**AIM**
Please output the lines below verbatim, omitting the pictures.

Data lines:

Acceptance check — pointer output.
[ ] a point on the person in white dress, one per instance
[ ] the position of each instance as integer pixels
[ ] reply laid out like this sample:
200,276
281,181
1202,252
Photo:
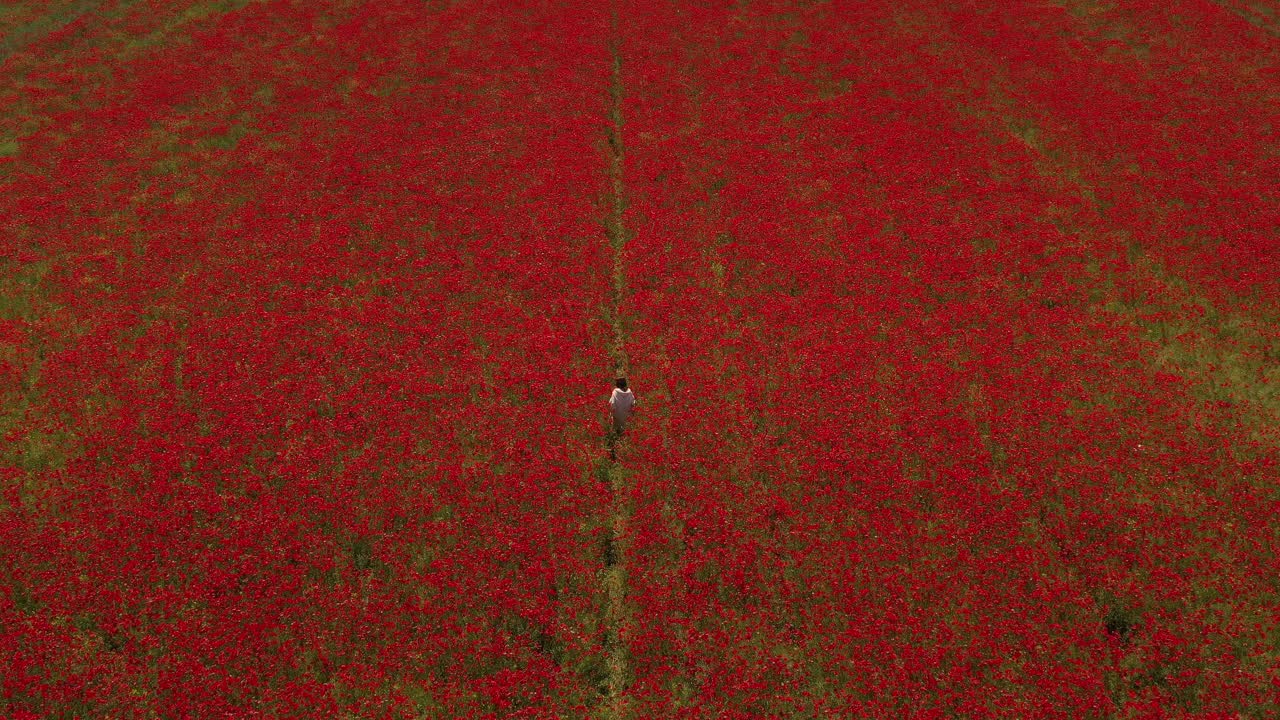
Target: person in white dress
621,404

**TASK ANSWER**
Acceptance check — pointer output.
[ ] a point on the person in white dress, one per instance
[ ] the position of each instance as integer pixels
[ ] reply laid out like this sample:
200,276
281,181
1202,252
Photo:
Target: person in white dress
621,404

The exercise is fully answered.